Extracted data entries
==*==

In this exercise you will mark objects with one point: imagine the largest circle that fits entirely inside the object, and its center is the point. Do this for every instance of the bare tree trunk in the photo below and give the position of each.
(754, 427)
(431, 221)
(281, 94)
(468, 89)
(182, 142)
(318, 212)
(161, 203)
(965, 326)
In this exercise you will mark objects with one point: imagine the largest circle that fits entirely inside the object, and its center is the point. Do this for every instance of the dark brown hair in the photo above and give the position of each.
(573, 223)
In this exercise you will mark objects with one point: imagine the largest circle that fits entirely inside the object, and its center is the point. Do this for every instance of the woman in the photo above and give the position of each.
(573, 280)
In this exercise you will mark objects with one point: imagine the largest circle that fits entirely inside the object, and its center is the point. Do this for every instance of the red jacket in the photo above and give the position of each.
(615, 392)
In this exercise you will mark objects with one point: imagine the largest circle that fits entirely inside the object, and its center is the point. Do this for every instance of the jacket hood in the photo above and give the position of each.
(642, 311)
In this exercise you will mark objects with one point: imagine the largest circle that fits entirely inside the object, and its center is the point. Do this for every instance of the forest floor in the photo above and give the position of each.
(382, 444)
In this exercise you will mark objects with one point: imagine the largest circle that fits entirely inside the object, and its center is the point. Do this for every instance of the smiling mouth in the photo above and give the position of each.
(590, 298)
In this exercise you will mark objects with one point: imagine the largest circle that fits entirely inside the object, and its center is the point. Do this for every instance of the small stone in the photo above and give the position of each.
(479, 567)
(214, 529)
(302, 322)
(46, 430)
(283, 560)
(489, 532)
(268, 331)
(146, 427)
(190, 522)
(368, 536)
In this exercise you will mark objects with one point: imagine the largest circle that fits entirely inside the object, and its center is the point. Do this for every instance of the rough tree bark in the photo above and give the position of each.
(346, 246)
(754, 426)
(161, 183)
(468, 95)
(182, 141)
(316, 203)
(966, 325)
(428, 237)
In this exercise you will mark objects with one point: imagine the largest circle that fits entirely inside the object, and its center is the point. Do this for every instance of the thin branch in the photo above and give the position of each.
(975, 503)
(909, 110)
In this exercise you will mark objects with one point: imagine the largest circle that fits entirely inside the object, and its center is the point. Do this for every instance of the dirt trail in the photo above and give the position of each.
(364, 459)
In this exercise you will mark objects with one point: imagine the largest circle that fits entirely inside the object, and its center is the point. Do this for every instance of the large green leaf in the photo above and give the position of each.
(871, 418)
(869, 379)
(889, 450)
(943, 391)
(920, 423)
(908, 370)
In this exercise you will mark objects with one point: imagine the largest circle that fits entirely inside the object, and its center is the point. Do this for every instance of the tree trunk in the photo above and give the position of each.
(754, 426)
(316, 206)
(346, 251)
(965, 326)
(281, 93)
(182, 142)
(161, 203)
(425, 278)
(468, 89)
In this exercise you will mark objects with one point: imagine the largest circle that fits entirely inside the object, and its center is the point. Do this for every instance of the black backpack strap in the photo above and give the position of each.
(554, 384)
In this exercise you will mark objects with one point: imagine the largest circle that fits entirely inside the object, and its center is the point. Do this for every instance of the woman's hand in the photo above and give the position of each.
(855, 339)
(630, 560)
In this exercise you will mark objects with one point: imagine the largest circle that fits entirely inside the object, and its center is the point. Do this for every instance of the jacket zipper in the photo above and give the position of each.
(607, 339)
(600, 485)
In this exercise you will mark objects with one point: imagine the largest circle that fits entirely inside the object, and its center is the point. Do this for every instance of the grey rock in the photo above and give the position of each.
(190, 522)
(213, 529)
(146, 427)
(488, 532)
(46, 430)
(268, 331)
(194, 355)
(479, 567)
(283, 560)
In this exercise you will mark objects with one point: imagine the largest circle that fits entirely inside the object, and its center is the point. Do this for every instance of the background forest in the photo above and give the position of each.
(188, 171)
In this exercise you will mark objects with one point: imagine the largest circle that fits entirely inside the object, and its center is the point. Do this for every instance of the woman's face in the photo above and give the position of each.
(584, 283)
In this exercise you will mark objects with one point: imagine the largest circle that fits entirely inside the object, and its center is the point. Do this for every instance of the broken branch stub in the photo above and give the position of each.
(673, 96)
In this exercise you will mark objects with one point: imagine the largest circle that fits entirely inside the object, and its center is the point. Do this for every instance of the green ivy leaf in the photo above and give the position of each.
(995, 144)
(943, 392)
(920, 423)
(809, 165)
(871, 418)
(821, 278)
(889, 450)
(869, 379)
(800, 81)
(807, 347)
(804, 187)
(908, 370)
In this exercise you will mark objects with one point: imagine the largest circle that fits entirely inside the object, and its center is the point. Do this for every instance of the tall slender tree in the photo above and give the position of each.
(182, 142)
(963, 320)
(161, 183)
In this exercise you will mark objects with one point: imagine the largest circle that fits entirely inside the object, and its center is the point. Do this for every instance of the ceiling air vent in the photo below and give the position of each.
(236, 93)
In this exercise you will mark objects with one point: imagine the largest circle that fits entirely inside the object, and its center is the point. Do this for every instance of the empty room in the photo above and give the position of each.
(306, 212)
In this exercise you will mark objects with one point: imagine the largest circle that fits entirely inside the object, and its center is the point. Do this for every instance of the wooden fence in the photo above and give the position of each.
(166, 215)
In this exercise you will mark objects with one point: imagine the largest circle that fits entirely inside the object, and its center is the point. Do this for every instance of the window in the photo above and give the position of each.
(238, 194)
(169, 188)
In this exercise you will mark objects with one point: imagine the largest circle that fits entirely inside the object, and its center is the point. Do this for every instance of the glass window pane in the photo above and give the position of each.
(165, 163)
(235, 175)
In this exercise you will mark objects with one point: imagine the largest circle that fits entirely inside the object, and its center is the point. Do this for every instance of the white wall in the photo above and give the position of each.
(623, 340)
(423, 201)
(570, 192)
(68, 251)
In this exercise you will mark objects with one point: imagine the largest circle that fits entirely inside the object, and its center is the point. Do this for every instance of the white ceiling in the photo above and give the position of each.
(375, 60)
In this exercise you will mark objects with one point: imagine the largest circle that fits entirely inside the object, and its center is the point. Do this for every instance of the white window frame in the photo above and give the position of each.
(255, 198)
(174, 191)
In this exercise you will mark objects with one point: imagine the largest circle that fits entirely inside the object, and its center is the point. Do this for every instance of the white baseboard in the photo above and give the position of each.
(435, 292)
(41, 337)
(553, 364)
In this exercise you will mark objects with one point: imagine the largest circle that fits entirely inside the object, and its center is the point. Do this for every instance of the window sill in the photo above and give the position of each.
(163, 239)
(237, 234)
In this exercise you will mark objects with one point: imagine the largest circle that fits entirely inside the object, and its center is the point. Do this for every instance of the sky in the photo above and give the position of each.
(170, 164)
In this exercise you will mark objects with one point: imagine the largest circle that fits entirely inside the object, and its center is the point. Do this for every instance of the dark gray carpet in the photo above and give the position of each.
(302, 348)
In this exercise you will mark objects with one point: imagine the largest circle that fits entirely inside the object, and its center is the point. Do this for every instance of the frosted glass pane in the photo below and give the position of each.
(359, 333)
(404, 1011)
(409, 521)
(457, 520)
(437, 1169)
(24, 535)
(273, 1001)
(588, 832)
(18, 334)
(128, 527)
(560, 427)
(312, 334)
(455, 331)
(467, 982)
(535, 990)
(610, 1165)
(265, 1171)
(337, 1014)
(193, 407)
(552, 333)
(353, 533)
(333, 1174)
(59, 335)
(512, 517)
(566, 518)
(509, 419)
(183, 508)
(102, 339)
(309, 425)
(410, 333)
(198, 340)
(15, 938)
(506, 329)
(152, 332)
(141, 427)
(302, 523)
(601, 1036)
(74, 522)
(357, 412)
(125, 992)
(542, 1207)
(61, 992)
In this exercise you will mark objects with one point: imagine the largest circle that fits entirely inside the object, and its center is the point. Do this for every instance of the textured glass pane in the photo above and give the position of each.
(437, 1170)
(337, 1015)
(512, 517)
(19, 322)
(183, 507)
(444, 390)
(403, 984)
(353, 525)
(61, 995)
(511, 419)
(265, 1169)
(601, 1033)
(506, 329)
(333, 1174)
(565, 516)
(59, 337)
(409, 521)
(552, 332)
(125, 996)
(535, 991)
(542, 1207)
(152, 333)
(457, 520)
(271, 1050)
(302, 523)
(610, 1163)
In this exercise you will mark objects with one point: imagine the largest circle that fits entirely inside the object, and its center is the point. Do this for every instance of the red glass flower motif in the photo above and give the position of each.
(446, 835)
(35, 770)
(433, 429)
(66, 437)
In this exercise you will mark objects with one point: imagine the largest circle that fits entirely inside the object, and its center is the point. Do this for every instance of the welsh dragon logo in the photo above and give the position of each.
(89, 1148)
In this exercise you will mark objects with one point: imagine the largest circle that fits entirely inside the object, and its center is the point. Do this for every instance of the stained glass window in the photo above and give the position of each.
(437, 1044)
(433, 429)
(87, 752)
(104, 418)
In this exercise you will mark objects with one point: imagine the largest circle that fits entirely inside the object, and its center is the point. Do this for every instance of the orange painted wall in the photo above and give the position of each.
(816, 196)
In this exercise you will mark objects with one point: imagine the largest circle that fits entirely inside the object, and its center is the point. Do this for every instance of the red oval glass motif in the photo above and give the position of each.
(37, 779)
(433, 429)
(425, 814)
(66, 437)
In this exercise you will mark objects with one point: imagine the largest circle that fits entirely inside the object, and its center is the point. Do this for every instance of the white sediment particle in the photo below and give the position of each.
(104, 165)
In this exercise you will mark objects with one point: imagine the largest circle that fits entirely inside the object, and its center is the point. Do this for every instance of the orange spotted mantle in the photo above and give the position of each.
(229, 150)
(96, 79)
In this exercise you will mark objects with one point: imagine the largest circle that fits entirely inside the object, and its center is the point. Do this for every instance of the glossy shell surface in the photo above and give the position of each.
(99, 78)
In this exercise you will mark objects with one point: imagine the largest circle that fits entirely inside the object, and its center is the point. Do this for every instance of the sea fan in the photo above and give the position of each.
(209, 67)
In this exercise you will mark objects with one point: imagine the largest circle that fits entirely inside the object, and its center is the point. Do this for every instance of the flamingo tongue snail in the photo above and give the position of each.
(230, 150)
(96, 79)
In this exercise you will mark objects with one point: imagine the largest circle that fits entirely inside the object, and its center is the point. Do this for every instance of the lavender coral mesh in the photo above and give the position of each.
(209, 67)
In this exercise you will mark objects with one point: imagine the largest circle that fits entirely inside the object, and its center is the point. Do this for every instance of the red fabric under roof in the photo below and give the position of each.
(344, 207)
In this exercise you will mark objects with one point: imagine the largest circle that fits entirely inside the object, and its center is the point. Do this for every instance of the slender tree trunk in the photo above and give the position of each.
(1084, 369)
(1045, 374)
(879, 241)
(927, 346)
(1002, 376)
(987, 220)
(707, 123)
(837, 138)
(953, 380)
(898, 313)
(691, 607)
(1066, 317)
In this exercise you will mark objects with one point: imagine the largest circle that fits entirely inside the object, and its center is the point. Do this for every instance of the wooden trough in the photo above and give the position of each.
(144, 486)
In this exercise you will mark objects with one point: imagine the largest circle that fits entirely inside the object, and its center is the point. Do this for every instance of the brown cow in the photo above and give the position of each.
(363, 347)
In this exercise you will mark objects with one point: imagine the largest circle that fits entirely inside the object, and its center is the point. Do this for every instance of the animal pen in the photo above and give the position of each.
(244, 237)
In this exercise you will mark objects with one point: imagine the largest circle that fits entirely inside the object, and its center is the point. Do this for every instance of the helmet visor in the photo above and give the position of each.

==*==

Repeat only the stretch of lines starting at the one containing "of the brown" and running to the final line of the entries above.

In this exercise you will mark objects with one point: imagine the largest circle that fits entirely inside the object, and its center is the point. Do this for every instance of the brown cow in the photo above and give the position of each.
(363, 347)
In this exercise you will mark objects with one point: imagine the largest circle that fits entirely inside the object, and its center is the point. Do this for every instance of the animal pen in the photo above and give the position of each.
(244, 237)
In this exercise you will mark objects with one point: imagine the largest circle that fits entirely inside the object, and its center is the point. Do this for every instance of the helmet visor in the photo above and give the position of each.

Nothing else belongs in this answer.